* _DOCUMENT TEXT_:
Commands to include in output. Input may be a vector of quoted or unquoted names. tidyselect and gtsummary select helper functions are also accepted. Default is everything().

col_labels

(scalar logical)
Logical argument adding column labels to output tibble. Default is TRUE.

return_calls

Logical. Default is FALSE. If TRUE, the calls are returned as a list of expressions.

fmt_missing

(scalar logical)
Logical argument adding the missing value formats.

...

Arguments passed on to gt::gt(...)

Value

a tibble

Author(s)

Daniel D. Sjoberg

Examples

tbl <-
  trial |>
  tbl_summary(by = trt, include = c(age, grade, response))

as_tibble(tbl)

# without column labels
as_tibble(tbl, col_labels = FALSE)

Assign Default Digits

Description

Used to assign the default formatting for variables summarized with tbl_summary().

Usage

assign_summary_digits(data, statistic, type, digits = NULL)

Arguments

data

(data.frame)
a data frame

statistic

(⁠named list⁠)
a named list; notably, not a formula-list-selector

type

(⁠named list⁠)
a named list; notably, not a formula-list-selector

digits

(⁠named list⁠)
a named list; notably, not a formula-list-selector. Default is NULL

Value

a named list

Examples

assign_summary_digits(
  mtcars,
  statistic = list(mpg = "{mean}"),
  type = list(mpg = "continuous")
)

Assign Default Summary Type

Description

Function inspects data and assigns a summary type when not specified in the type argument.

Usage

assign_summary_type(data, variables, value, type = NULL, cat_threshold = 10L)

Arguments

data

(data.frame)
a data frame

variables

(character)
character vector of column names in data

value

(⁠named list⁠)
named list of values to show for dichotomous variables, where the names are the variables

type

(⁠named list⁠)
named list of summary types, where names are the variables

cat_threshold

(integer)
for base R numeric classes with fewer levels than this threshold will default to a categorical summary. Default is 10L

Value

named list

Examples

assign_summary_type(
  data = trial,
  variables = c("age", "grade", "response"),
  value = NULL
)

Assign Test

Description

This function is used to assign default tests for add_p() and add_difference().

Usage

assign_tests(x, ...)

## S3 method for class 'tbl_summary'
assign_tests(
  x,
  include,
  by = x$inputs$by,
  test = NULL,
  group = NULL,
  adj.vars = NULL,
  summary_type = x$inputs$type,
  calling_fun = c("add_p", "add_difference"),
  ...
)

## S3 method for class 'tbl_svysummary'
assign_tests(
  x,
  include,
  by = x$inputs$by,
  test = NULL,
  group = NULL,
  adj.vars = NULL,
  summary_type = x$inputs$type,
  calling_fun = c("add_p", "add_difference"),
  ...

* _RECORDS FOR THIS EXERCISE_:
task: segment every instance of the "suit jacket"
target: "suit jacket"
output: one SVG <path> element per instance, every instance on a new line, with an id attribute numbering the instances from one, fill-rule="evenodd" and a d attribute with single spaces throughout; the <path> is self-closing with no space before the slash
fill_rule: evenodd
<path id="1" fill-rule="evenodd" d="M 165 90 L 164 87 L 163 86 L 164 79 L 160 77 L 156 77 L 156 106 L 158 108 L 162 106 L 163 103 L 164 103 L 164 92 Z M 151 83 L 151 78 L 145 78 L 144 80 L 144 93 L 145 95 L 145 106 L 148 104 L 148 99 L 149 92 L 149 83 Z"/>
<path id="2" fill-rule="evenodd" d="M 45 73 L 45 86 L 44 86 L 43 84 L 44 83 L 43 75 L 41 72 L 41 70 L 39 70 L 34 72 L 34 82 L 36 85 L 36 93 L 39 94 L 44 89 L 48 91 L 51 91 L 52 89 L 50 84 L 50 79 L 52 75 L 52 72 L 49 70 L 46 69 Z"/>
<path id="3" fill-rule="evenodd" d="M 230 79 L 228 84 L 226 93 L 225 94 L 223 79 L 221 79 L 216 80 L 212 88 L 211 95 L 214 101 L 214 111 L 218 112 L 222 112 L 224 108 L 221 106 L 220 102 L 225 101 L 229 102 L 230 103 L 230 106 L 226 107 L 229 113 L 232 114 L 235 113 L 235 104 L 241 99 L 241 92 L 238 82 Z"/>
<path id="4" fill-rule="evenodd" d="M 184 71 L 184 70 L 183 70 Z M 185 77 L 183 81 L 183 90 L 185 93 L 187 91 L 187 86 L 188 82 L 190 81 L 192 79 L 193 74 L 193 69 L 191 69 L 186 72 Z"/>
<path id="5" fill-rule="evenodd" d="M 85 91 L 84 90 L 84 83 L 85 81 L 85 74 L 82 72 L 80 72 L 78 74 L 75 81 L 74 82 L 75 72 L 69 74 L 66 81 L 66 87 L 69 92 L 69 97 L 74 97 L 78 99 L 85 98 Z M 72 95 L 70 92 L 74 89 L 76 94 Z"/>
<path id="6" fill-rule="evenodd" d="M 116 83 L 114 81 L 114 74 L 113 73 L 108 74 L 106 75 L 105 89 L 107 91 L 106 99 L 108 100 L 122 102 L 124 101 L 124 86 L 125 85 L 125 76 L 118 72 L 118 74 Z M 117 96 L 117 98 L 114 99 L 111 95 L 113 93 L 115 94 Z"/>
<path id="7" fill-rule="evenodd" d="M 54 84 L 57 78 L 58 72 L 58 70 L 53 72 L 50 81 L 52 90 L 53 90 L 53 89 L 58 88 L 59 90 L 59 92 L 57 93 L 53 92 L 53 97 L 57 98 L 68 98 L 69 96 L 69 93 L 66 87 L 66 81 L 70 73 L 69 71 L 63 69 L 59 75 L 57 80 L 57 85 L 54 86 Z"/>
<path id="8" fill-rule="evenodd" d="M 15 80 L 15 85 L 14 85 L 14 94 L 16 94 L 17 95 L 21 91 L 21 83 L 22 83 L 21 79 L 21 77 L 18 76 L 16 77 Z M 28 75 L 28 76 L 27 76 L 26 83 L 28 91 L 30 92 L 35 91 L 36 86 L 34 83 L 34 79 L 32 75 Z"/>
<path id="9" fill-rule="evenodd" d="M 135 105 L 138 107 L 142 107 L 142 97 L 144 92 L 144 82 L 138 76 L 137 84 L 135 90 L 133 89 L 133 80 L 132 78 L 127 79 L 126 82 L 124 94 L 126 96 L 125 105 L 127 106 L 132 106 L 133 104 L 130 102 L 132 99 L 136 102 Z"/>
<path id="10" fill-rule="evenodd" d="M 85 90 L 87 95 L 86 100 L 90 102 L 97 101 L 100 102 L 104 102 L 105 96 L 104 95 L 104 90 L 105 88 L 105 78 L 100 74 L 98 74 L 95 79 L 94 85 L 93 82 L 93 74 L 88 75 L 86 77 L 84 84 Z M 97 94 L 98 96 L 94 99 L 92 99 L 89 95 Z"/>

* _TASK SET_:
• a. Answer these questions about the function documentation, one per line, labeling each answer to match:
(i) What is the default value of col_labels?
(ii) What is the default value of cat_threshold in assign_summary_type()?
(iii) Which two functions does assign_tests() assign default tests for?
• b. Report each line of the records that contains the string "suit", copying the lines as they appear.

* _TASK-BY-TASK RESULTS_:
• a.
(i) TRUE
(ii) 10L
(iii) add_p() and add_difference()

• b.
task: segment every instance of the "suit jacket"
target: "suit jacket"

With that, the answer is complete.